==== Texto fornecido ====
PODE O CONGRESSO NACIONAL REDUZIR AS PENAS APLICADAS AOS CONDENADOS DE 8 DE JANEIRO?
Por Francisco DSousa - Advogado, pós graduado em Direito Penal e Processual Penal, Direito do Consumidor, Direito de Família e Sucessões e em Direito Previdenciário
Enquanto não se desenrola os Projetos de Anistia aos condenados de “8 de janeiro de 2023”, surgiu uma nova possibilidade de salvar esses condenados, a partir de uma ideia da Ministra Gleisi Hoffmann, que chegou a sugerir Projeto de Lei para reduzir as penas dos condenados, projeto, inclusive, criticado pelo STF.
Sobre essa ideia, e os Projetos de Anistia, discorreremos algumas considerações, sem esgotar os temas.
Primeiramente, vamos definir o que é anistia e quando cabe?
O Código Penal, em seu art. 107, II, aponta que a anistia é uma das formas de extinção da punibilidade. Portanto, declarada a anistia, quem está preso sai, e quem está respondendo, não responde mais.
Regra geral, anistia é perdão em sentido amplo. É um ato do Poder Público que anula condenações e suspende diligências persecutórias.
Pode, nos termos da Constituição Federal, art. 48, VIII, por iniciativa do Congresso Nacional, ter-se LEI tratando de anistia. Isso significa que será um benefício, por meio de Lei Federal, que apaga a pena e todas as suas consequências.
Apenas por amor ao debate, a ANISTIA é por meio de LEI. Diferente de Graça e Indulto.
====
▶ [Instruções do exercício]
**1.** Transcreva literalmente o trecho do texto sobre anistia que vai de "Primeiramente, vamos definir" até "Graça e Indulto.".
**2.** Diga se cada afirmação abaixo está de acordo com o texto sobre anistia, respondendo sim ou não e citando as palavras exatas do texto que decidem a resposta.
(a) O Código Penal, no art. 107, II, aponta a anistia como uma das formas de extinção da punibilidade.
(b) A ideia de um projeto de lei para reduzir as penas dos condenados partiu do STF.
(c) A Constituição Federal, no art. 48, VIII, prevê lei tratando de anistia por iniciativa do Congresso Nacional.
**3.** Por favor, escreva a continuação do texto sobre anistia a partir da última frase apresentada.
==== Dados fornecidos ====
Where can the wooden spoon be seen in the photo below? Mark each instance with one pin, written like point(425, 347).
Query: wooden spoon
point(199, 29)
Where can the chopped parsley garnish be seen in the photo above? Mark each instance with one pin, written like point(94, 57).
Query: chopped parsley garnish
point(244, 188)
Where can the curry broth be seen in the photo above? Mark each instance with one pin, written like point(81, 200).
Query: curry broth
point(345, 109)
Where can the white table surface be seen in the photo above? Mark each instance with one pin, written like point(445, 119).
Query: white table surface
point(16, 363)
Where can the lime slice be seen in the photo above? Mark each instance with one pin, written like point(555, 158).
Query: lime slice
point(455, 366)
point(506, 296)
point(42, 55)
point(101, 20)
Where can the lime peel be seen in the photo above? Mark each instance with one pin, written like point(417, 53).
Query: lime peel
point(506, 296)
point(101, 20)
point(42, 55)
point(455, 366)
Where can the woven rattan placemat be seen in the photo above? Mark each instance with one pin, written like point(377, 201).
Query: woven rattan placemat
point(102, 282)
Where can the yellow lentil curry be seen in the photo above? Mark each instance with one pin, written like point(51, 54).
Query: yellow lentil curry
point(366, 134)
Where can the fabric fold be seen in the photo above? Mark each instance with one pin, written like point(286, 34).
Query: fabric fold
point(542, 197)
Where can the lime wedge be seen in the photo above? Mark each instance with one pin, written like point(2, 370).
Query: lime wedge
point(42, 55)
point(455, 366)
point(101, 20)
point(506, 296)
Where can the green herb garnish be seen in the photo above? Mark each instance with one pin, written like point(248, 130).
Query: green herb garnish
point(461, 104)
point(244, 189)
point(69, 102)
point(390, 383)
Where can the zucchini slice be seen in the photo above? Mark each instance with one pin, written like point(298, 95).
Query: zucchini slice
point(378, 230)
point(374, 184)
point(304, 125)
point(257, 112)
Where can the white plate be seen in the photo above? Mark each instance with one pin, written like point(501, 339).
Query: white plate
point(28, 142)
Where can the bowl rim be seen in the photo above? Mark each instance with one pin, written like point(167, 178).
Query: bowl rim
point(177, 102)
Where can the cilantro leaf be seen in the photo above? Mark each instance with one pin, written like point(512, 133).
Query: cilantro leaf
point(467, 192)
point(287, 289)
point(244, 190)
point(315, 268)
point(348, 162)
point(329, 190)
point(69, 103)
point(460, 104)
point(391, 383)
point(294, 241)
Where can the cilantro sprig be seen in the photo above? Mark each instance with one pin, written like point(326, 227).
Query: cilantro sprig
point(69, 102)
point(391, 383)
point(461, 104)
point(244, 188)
====
▶ [Resultados das tarefas]
**1.**
Primeiramente, vamos definir o que é anistia e quando cabe?
O Código Penal, em seu art. 107, II, aponta que a anistia é uma das formas de extinção da punibilidade. Portanto, declarada a anistia, quem está preso sai, e quem está respondendo, não responde mais.
Regra geral, anistia é perdão em sentido amplo. É um ato do Poder Público que anula condenações e suspende diligências persecutórias.
Pode, nos termos da Constituição Federal, art. 48, VIII, por iniciativa do Congresso Nacional, ter-se LEI tratando de anistia. Isso significa que será um benefício, por meio de Lei Federal, que apaga a pena e todas as suas consequências.
Apenas por amor ao debate, a ANISTIA é por meio de LEI. Diferente de Graça e Indulto.

**2.**
(a) Sim: "O Código Penal, em seu art. 107, II, aponta que a anistia é uma das formas de extinção da punibilidade."
(b) Não: "a partir de uma ideia da Ministra Gleisi Hoffmann, que chegou a sugerir Projeto de Lei para reduzir as penas dos condenados, projeto, inclusive, criticado pelo STF."
(c) Sim: "Pode, nos termos da Constituição Federal, art. 48, VIII, por iniciativa do Congresso Nacional, ter-se LEI tratando de anistia."

**3.**
Embora parecidos. Estes dois últimos serão concedidos pelo Presidente da República, por meio de Decreto (independe de passar no Congresso). A GRAÇA, é concedida a pessoa individual e depende de provocação da pessoa interessada, de qualquer cidadão, Conselho de Sentença ou do Ministério Público. Já o IDULTO é coletivo e não precisa de pedido, podendo ser concedido de ofício.
A anistia, em regra, destina-se a crimes políticos (anistia especial), abrangendo, excepcionalmente, crimes comuns e é dirigida a fatos e não a indivíduos, embora haja anistia condicionada, direcionada a certo condenado.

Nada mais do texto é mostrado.